*** Opening TEXT SECTION ***

Opportunities in Data Versioning

Published in

rippleventures

7 min readJun 13, 2022

⚡️ Introduction

Ripple Ventures is an early-stage venture fund focused on enterprise software, developer tools, and web3 infrastructure & tooling. Within each vertical focus, our team conducts in-depth research on areas of interest to find the best companies to partner with. This post is part of a new blog series where our team shares internal research on categories that we’re actively investing in.

If you are a founder or investor building in any relevant categories and want to share notes and discuss, please reach out to our team here: https://airtable.com/shreRM7YdROtmEi5r.

You can follow us here: https://linktr.ee/rippleventures.

💡 Data Versioning

The data tooling ecosystem has been a large focus across every company building software in the past years. As companies grow, they run into challenges with maintaining and scaling their databases as their existing infrastructure isn’t supporting their increased volume. We believe that successful tools in space will be targeted point solutions rather than generalized software for a variety of use cases that can scale with companies.

One of the first areas where we see an opportunity is in data versioning systems for machine learning applications. We’re excited about this space because databases are typically at the top of the technical hierarchy, next to CI/CD (continuous integration and deployment) and MLOps (machine learning operations). Most data versioning tools and systems are focused on the top layer (MLOps) when users are interacting with the data to build and deploy ML models (or other applications) but there is a lot of interesting value in moving further down the stack and getting closer to the data stores themselves.

🔭 Point of View

Why We’re Excited:

Data versioning will become an embedded component in data storage systems which will log details related to how data is being used and how it is being changed. This creates more use cases for versioned data, seamless integrations with core database technologies, and easier/cheaper storage that works with versioned datasets.
Applications begin to be written to scale around the data that they are built upon, rather than building applications and fitting data into the schema dictated for the application to work. ML algorithms eventually reach peak performance with meaningless variances beyond underlying data and the volume/complexity of data reaches a critical threshold such that it is required to have them be the core of the model.

*** Closing TEXT SECTION ***

COMPLETE THE FOLLOWING:
1) Summarize the data versioning post in two sentences.
2) According to the data versioning post, what are all the areas that Ripple Ventures focuses on?
3) Retype everything in the data versioning post from "If you are a" down to "scale with companies.".
The records are separate material from the data versioning post.

*** Opening DATA EXTRACT ***

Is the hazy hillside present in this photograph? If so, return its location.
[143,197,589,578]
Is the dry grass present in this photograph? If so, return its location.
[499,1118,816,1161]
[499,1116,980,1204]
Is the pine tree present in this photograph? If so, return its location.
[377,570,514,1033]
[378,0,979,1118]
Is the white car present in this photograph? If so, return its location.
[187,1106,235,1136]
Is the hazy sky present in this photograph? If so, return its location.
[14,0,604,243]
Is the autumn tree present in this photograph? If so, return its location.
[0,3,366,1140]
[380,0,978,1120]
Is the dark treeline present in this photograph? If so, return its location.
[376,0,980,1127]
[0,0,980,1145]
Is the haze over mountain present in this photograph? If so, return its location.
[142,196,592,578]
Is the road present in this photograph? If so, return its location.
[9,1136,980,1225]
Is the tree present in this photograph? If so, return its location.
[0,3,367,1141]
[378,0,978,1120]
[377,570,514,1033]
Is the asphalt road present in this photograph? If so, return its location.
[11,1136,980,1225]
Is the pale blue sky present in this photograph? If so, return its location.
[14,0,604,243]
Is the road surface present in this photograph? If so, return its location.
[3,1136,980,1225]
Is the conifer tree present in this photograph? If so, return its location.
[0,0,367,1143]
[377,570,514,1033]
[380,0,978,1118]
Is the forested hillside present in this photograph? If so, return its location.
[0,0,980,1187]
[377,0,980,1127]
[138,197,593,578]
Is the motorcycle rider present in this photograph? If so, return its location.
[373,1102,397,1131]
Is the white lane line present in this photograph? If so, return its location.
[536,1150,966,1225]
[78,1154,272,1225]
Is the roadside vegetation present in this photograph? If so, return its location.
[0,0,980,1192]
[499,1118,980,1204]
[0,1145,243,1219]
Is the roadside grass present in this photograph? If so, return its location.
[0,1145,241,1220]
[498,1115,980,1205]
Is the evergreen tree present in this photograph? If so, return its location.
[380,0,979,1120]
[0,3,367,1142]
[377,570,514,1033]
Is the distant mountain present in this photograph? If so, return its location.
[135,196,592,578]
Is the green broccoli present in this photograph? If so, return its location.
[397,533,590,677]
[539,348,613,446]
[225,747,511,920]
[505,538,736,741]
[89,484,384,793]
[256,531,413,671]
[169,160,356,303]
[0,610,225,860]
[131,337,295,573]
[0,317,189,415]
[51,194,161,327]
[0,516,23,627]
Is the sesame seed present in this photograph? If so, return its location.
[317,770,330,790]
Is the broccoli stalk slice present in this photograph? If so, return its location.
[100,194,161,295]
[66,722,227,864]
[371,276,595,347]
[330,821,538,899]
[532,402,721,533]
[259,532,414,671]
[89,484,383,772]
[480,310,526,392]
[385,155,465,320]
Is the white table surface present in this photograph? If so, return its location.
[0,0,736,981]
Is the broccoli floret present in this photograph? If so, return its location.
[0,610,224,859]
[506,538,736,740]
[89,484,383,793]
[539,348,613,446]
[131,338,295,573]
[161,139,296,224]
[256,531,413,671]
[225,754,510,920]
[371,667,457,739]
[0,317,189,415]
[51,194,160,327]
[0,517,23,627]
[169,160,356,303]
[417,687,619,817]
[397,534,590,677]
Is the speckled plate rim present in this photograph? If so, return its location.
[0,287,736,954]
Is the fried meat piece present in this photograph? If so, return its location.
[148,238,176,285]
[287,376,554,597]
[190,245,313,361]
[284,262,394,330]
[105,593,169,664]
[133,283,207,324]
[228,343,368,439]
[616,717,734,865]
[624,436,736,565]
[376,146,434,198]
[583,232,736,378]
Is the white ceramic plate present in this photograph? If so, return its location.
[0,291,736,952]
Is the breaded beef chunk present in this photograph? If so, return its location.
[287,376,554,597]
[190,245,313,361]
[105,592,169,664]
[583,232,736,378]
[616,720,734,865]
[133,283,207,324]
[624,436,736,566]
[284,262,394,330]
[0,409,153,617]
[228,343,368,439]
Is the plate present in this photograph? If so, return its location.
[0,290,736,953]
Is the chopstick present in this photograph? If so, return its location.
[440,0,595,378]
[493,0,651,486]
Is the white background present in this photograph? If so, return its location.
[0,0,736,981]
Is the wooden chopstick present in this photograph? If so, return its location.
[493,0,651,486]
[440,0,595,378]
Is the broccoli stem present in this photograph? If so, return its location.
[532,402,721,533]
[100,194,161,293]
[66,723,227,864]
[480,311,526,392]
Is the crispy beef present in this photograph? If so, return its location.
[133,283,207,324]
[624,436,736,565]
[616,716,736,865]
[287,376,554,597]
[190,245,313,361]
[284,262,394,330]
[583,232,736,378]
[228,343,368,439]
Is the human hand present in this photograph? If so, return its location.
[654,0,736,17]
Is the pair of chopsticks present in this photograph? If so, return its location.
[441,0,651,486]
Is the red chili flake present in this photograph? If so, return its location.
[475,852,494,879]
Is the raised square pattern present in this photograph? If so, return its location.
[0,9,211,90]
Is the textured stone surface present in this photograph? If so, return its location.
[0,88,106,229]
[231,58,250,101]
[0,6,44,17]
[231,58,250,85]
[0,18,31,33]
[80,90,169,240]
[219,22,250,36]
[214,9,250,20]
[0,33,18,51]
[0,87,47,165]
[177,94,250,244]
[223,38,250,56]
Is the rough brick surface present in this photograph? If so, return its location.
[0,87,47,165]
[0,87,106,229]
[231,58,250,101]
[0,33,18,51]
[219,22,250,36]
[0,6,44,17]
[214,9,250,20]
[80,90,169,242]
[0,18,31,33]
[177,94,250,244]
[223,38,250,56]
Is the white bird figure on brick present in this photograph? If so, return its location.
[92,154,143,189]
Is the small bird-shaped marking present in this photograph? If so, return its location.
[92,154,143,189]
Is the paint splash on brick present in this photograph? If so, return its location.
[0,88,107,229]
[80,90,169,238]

*** Closing DATA EXTRACT ***

ANSWERS TO THE EXERCISE:
1) Ripple Ventures is an early-stage fund focused on enterprise software, developer tools, and web3 infrastructure and tooling, and this post shares its research on data versioning systems for machine learning applications. It argues that there is value in moving data versioning further down the stack toward the data stores, and it expects versioning to become embedded in data storage systems and applications to be written to scale around their data.

2)
- Enterprise software
- Developer tools
- Web3 infrastructure & tooling

3)
If you are a founder or investor building in any relevant categories and want to share notes and discuss, please reach out to our team here: https://airtable.com/shreRM7YdROtmEi5r.

You can follow us here: https://linktr.ee/rippleventures.

💡 Data Versioning

The data tooling ecosystem has been a large focus across every company building software in the past years. As companies grow, they run into challenges with maintaining and scaling their databases as their existing infrastructure isn’t supporting their increased volume. We believe that successful tools in space will be targeted point solutions rather than generalized software for a variety of use cases that can scale with companies.